Exercise details:
As the answer, set down the lines below from the one containing "Phrase: tree canopy" through the one containing "Phrase: sandy riverbank", exactly and inclusively, and no others.

··· Material for this task ···

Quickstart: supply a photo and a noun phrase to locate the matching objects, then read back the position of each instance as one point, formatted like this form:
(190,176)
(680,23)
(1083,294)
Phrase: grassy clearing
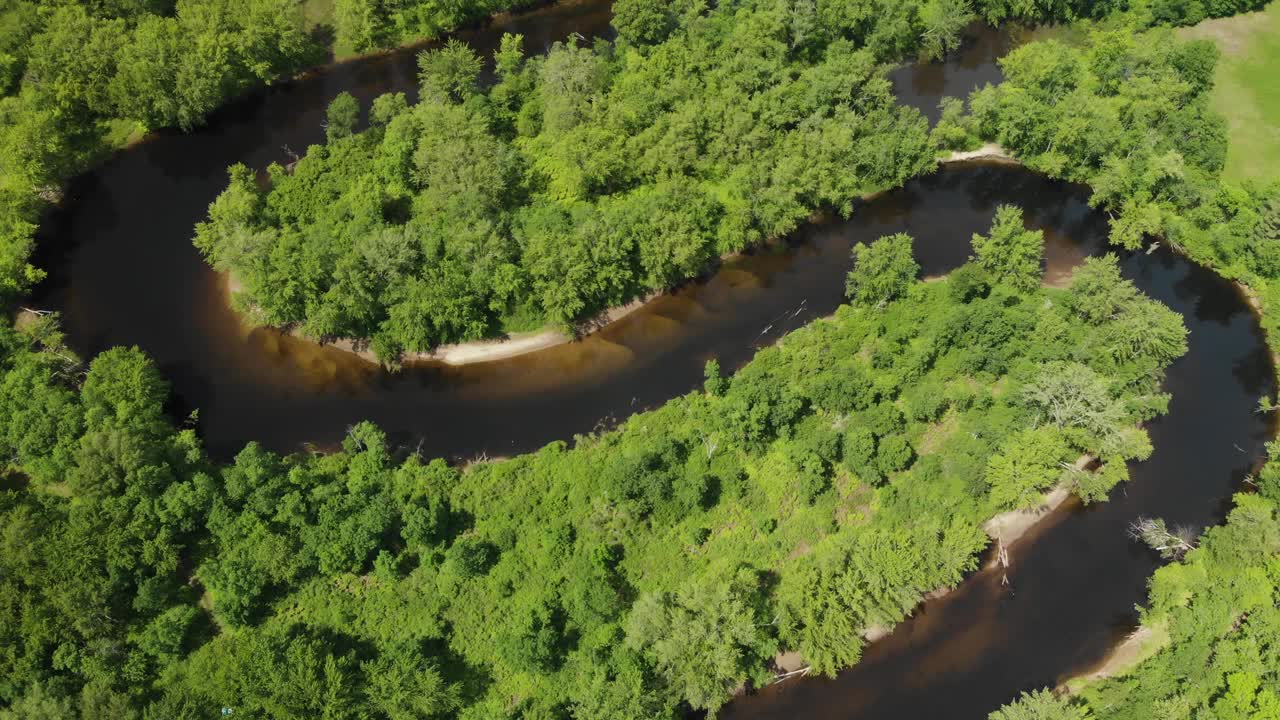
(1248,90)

···
··· Material for this task ···

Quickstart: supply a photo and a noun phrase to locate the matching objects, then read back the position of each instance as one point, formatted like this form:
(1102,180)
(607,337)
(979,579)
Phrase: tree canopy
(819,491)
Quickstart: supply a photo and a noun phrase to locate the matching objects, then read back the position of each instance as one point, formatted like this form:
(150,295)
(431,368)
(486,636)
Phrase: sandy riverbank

···

Solution:
Phrase: tree canopy
(819,491)
Quickstart: supply a photo and a noun phrase to locate the matching objects, then read back the position of each instance as one point, formatted like this form:
(150,295)
(431,368)
(486,636)
Phrase: sandy riverbank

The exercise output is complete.